● Task brief
Extract exactly and only the lines of the data below, starting at the line with "drop a dot on every instance of the wooden ceiling" and stopping after the final line.

────────────────────────────────────────

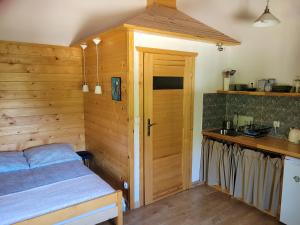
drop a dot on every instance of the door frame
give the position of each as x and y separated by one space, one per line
188 156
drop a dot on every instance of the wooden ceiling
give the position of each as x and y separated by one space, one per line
166 19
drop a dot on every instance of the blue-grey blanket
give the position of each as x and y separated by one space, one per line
31 193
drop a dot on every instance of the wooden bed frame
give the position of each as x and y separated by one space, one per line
80 209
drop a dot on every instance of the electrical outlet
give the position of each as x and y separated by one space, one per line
276 124
125 184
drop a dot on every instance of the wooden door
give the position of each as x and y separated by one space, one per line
168 118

────────────────────────────────────────

● Solution below
drop a dot on every instance of the wooden ceiling
give the position of each as x and y separated by one space, one per line
166 19
drop a dot on every instance of the blue-grey blanket
give the position of each as x and y separated by one space, one per line
31 193
drop a dot on every instance of the wooden bed frame
give the position of each as x and y separated by one space, one per line
80 209
drop a dot on every instance of the electrical outlet
give the position of each as x and y separated by one space, one per line
276 124
125 184
drop a dot on every instance of the wooden door
give the position of each as x and y separated by one space, one per line
168 118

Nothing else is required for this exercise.